Location identification items:
--- Begin ---
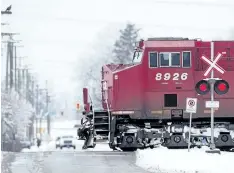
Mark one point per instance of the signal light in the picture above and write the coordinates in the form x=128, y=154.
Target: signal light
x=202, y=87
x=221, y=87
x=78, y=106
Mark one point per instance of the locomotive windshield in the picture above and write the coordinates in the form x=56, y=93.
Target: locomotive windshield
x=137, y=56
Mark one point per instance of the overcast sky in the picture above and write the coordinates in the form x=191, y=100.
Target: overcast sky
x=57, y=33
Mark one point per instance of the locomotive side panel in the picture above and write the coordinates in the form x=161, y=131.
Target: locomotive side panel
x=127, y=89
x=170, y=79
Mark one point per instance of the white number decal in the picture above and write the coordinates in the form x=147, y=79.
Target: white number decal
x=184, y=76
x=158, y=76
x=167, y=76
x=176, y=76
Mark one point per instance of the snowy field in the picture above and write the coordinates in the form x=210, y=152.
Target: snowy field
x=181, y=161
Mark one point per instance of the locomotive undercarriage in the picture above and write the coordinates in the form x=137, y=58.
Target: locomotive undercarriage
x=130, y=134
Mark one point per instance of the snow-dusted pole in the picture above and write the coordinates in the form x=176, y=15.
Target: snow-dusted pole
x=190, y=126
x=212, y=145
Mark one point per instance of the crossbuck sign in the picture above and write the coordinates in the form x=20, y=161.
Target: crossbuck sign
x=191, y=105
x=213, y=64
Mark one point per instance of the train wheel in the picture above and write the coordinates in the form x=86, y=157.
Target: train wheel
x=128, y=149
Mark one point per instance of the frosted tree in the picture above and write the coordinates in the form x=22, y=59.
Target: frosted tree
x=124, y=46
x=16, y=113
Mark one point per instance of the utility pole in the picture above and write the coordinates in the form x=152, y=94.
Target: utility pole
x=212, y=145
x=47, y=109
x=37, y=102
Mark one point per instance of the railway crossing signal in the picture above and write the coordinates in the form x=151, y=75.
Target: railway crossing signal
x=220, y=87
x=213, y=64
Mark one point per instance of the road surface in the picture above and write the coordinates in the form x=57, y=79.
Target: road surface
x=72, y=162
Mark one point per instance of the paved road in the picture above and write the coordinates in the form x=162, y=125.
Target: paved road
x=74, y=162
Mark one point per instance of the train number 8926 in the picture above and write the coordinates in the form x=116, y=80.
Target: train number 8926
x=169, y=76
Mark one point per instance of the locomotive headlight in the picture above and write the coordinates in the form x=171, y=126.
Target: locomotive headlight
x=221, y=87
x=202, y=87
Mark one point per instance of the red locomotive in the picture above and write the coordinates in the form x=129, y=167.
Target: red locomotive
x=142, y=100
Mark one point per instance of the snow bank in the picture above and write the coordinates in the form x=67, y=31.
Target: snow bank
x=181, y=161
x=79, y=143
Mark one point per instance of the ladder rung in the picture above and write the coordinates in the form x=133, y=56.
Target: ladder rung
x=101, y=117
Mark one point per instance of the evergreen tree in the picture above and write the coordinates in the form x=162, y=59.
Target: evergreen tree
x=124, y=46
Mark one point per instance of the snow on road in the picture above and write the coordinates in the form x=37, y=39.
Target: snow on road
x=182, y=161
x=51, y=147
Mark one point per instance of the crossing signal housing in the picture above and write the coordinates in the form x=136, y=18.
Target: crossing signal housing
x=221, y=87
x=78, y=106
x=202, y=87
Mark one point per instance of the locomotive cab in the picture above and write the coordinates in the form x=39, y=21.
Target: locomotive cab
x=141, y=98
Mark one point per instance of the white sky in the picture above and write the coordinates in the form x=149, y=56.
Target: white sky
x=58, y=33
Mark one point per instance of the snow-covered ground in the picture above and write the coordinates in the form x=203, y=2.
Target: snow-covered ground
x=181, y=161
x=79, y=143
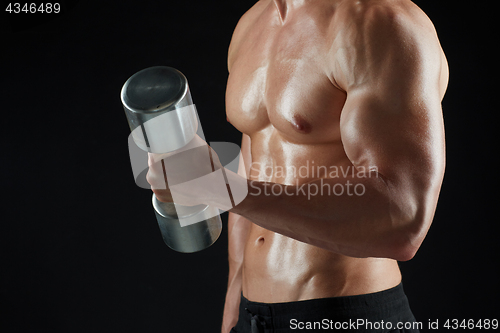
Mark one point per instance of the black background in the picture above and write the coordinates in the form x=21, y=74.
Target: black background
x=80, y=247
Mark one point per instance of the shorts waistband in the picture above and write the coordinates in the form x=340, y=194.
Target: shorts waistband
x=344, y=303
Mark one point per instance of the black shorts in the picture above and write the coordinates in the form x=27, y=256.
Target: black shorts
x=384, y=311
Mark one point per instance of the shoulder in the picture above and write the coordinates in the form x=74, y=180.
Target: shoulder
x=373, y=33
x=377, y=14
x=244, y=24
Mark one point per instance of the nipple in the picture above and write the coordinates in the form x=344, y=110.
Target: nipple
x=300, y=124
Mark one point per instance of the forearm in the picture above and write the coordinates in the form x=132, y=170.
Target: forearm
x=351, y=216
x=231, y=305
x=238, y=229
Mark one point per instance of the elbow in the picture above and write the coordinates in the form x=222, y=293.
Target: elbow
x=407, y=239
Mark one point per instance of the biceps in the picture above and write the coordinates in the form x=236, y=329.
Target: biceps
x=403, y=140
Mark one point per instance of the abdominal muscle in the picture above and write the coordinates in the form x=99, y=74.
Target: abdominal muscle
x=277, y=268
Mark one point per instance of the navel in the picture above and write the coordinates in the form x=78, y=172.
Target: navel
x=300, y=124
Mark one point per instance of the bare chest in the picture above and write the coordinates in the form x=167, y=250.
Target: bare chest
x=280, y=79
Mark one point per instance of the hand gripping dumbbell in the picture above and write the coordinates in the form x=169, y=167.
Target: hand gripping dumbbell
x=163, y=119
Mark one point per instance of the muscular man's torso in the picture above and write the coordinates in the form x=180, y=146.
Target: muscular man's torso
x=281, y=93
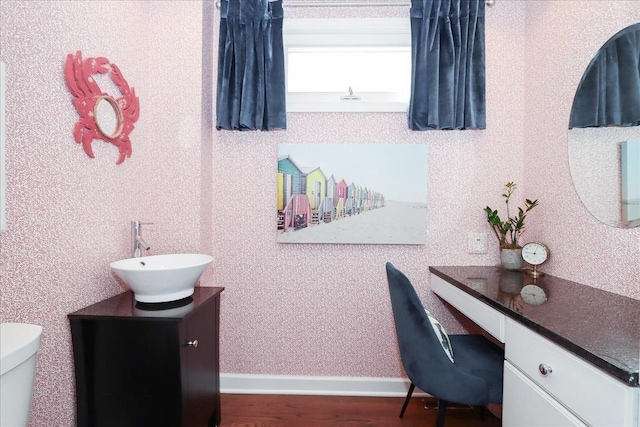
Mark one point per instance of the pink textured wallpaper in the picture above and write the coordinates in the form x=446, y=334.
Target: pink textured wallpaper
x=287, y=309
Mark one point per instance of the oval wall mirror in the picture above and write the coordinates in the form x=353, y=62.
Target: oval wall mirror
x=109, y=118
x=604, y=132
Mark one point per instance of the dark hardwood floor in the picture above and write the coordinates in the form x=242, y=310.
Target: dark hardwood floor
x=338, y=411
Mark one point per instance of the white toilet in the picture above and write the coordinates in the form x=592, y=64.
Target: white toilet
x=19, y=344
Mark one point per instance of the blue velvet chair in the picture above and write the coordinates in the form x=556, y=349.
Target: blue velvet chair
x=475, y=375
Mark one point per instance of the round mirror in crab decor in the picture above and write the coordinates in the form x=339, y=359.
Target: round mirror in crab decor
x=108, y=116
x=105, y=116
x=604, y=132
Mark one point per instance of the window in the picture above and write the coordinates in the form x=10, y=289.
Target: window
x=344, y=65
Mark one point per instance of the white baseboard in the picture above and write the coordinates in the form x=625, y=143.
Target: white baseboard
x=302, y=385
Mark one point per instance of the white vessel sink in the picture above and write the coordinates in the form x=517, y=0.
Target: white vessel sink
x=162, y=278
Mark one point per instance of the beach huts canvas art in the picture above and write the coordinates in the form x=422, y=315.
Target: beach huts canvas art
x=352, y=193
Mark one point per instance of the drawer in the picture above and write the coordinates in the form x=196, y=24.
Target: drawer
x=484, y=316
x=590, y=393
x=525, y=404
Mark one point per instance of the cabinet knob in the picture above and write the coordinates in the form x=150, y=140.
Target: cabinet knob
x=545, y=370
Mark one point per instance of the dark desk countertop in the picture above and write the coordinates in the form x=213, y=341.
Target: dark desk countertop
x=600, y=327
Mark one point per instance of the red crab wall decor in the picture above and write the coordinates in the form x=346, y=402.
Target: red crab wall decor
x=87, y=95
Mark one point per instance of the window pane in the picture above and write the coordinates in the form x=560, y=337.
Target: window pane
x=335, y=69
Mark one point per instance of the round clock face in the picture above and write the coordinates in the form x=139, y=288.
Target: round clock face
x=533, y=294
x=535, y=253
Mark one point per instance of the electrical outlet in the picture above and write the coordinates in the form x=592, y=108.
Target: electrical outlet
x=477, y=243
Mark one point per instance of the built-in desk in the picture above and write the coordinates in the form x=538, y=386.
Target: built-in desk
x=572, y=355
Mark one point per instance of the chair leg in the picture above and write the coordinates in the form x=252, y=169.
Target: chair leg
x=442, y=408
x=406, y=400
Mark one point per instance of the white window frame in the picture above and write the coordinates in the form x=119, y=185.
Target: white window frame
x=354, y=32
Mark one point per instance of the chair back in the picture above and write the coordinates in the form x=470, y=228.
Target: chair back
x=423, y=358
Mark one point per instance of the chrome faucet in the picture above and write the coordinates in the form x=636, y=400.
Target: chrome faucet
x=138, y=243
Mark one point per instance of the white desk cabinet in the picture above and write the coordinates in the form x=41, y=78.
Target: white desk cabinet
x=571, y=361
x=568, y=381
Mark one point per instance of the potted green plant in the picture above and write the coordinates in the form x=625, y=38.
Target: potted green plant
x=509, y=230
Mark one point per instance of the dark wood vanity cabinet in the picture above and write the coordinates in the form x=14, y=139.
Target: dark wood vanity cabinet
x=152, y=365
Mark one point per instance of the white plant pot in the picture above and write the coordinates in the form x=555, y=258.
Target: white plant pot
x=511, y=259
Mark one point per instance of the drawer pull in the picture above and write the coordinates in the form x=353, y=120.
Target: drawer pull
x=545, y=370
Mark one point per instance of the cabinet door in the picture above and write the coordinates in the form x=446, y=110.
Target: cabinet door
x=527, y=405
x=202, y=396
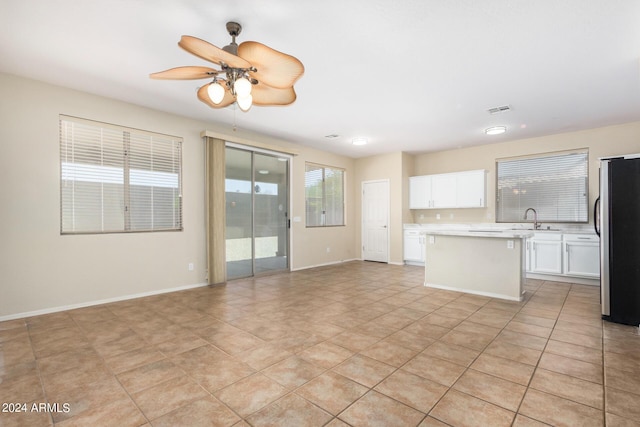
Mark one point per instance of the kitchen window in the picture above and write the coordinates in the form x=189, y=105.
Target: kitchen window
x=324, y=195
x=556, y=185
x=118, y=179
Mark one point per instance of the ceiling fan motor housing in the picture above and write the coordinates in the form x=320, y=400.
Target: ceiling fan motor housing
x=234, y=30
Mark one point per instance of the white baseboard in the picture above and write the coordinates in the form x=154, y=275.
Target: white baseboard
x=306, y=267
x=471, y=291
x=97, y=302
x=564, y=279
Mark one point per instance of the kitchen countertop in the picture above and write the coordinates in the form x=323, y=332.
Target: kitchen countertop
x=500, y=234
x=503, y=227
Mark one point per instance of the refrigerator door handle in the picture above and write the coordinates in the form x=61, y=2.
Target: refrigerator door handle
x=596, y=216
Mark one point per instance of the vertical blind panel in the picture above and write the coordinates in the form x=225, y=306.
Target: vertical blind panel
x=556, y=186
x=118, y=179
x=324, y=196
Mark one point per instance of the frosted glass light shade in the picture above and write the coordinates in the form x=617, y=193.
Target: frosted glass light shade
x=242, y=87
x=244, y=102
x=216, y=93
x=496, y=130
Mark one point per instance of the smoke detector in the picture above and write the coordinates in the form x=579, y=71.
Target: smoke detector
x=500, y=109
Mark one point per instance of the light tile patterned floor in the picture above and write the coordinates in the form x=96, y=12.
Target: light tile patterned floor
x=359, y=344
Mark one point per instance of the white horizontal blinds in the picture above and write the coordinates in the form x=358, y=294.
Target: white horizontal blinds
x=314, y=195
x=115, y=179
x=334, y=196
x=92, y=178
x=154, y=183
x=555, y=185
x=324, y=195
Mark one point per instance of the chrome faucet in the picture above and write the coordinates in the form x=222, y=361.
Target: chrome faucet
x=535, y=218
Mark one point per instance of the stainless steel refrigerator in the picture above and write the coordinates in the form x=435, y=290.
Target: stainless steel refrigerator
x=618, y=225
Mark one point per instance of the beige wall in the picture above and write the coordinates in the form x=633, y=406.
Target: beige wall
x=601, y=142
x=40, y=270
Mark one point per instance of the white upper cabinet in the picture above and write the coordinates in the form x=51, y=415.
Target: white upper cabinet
--- End ---
EXERCISE: Copy out the lines, unchanged, from the line with "Mark one point per instance of the locomotive side" to the line with "x=37, y=102", both of those included.

FINISHED TASK:
Mark one point per instance of the locomotive side panel in the picture above and write the coordinates in the form x=161, y=131.
Target: locomotive side panel
x=127, y=89
x=170, y=79
Mark one point per instance of the white number decal in the picture above and write the coordinates in the form x=147, y=79.
Target: white number decal
x=184, y=76
x=158, y=76
x=167, y=76
x=176, y=76
Mark one point per instance of the snowy field in the picture above and write the coordinates in the form x=210, y=152.
Target: snowy field
x=181, y=161
Mark one point per instance of the locomotive undercarriage in the picture above and write the coordinates in the form x=137, y=58.
Target: locomotive undercarriage
x=130, y=134
Mark one point per instance of the snow-dusted pole in the picture above and write the coordinates in the form x=176, y=15.
Target: snow-dusted pole
x=190, y=126
x=212, y=145
Mark one point per instance of the crossbuck sign in the picture above and write the coordinates in the form x=20, y=161.
Target: crossbuck sign
x=191, y=105
x=213, y=64
Mark one point per instance of the train wheel in the picture above and write the coordinates in the form x=86, y=157.
Target: train wheel
x=128, y=149
Mark one point per instance of the frosted tree in the picture above and write the coordinates in the form x=22, y=59.
Target: frosted tree
x=124, y=46
x=16, y=113
Mark one point per instance of the utility pole in the picture above and write the coordinates in the form x=152, y=94.
Target: utility pole
x=212, y=145
x=47, y=109
x=37, y=102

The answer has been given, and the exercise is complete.